>> Start
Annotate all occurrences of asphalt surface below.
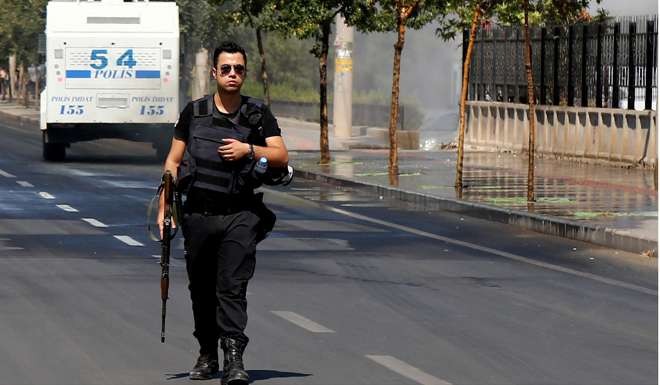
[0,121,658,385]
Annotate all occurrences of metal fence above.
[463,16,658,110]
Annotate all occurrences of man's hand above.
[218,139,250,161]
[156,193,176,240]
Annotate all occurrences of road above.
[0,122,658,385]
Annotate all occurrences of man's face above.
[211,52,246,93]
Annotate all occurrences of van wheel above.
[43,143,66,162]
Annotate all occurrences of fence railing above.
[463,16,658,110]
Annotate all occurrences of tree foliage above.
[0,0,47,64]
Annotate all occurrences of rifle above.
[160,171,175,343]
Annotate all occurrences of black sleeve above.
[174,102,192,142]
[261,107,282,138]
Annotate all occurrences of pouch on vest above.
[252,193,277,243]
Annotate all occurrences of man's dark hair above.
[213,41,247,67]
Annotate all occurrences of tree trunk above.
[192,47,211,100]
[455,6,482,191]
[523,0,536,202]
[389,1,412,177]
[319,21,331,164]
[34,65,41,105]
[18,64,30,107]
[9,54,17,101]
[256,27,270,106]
>> End
>> Start
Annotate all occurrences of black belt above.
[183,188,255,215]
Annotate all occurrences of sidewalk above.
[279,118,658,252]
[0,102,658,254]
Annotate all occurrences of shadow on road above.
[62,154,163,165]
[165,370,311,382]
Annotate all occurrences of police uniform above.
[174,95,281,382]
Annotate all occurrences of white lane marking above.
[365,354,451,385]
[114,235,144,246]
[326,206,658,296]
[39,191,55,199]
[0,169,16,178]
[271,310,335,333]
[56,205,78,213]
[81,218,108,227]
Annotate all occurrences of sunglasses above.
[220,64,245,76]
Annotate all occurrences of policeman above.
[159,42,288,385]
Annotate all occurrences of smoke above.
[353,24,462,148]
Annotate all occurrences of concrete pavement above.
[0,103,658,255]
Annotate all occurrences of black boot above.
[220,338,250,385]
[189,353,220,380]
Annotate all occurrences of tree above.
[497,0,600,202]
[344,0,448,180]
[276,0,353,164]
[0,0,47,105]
>> End
Copy out, word for word, the stretch of lines from the one containing "Annotate all occurrences of sunglasses above." through the one containing "[0,0,47,105]".

Annotate all occurrences of sunglasses above.
[220,64,245,76]
Annotate all occurrences of policeman above.
[159,42,288,385]
Annotate all occurrences of smoke above.
[353,24,462,148]
Annotate all occurrences of concrete pavement above.
[0,103,658,255]
Annotate all occurrences of black boot above.
[220,338,250,385]
[189,353,220,380]
Annotate all occurrences of tree above.
[497,0,600,202]
[344,0,448,180]
[276,0,353,164]
[0,0,47,105]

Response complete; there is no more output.